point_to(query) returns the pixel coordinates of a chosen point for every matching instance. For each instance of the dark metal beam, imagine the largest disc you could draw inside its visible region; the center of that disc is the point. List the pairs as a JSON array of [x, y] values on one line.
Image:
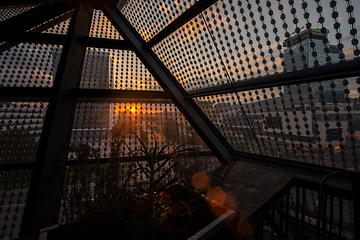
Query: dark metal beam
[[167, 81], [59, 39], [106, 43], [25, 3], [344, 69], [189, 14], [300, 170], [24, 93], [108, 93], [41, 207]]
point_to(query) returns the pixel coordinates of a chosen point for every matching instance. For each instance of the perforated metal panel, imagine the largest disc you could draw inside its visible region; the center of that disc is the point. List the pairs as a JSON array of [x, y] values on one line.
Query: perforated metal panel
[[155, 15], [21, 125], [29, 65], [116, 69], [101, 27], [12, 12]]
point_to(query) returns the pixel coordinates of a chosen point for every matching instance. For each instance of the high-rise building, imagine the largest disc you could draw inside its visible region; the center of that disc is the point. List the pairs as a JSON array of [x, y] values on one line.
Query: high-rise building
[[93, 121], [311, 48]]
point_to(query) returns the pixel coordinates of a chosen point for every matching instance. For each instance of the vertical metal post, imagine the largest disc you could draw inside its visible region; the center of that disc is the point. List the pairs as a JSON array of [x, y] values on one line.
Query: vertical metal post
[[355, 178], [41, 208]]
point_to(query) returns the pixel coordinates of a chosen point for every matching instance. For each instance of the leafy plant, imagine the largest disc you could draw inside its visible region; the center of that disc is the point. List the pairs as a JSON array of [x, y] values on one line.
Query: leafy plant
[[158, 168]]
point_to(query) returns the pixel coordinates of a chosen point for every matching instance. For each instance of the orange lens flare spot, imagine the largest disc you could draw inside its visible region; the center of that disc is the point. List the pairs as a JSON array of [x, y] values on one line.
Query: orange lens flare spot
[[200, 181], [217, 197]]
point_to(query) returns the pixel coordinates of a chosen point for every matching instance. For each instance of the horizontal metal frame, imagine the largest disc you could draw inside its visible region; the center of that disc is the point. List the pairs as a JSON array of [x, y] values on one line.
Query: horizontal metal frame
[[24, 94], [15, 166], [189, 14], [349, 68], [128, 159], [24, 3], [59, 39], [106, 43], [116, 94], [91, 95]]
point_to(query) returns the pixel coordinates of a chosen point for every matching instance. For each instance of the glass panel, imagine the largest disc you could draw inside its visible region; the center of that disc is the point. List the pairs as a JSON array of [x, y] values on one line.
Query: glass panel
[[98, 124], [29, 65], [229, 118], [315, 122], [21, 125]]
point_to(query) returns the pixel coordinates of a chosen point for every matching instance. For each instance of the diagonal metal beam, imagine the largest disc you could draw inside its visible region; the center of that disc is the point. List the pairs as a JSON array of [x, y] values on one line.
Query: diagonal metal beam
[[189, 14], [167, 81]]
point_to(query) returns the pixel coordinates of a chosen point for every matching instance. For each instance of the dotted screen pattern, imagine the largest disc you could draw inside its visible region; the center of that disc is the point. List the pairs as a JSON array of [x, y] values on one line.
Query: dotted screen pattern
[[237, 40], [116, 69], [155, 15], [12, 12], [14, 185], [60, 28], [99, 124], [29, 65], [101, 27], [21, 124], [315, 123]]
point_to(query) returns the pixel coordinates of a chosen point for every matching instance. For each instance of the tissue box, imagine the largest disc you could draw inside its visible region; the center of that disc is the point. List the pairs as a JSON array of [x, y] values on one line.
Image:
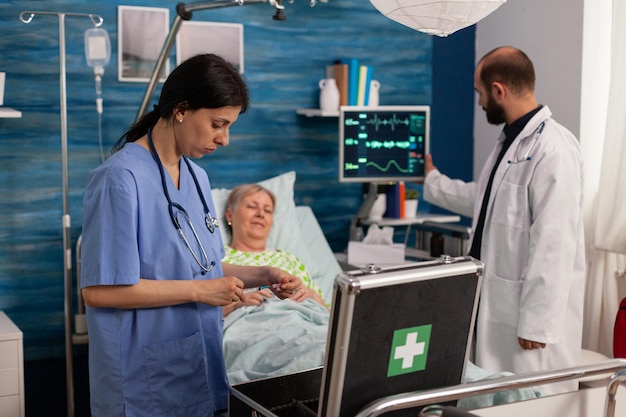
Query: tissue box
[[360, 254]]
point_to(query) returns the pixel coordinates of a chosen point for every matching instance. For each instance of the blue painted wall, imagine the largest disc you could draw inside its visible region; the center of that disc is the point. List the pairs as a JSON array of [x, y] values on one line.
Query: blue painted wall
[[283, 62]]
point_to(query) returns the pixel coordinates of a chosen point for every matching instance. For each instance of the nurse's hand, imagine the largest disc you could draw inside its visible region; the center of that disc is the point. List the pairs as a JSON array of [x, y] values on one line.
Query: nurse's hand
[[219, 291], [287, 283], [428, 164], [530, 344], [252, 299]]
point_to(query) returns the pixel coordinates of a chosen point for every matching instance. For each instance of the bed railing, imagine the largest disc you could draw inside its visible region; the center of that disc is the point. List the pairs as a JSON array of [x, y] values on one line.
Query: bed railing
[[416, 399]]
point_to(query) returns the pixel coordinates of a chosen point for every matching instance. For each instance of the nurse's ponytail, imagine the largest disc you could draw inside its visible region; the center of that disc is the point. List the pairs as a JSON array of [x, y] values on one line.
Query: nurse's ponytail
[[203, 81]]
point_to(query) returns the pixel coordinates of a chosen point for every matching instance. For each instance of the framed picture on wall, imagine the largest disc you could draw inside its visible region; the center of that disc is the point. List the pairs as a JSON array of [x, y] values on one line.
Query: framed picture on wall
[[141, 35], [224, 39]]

------------------------------------

**ASSIGNED TASK:**
What goes in the answer is the run of lines from the one holding "Query: bed railing" to the end of the entries, reproduced exactly and with nothing else.

**EXERCISE RESULT:**
Query: bed railing
[[416, 399]]
point_to(query) returns the pixel coordinates of a chosen point for every matching instance. For each instance of the nurse's ponytail, imagine the largest disc you could draw inside its visible region; the center of that disc is the point. List the pairs as a JSON array of [x, y] values on one line.
Query: nurse's ponytail
[[203, 81]]
point_to(query) returns the pixel coordinates of a chosen point for every matching instance. For each instance of the framed picture on wall, imagine the largest disc you could draw inside its visible region; the center of that disc is the point. List the pairs as a JSON array of [x, y] values on one line.
Query: framed picture on wall
[[141, 35], [224, 39]]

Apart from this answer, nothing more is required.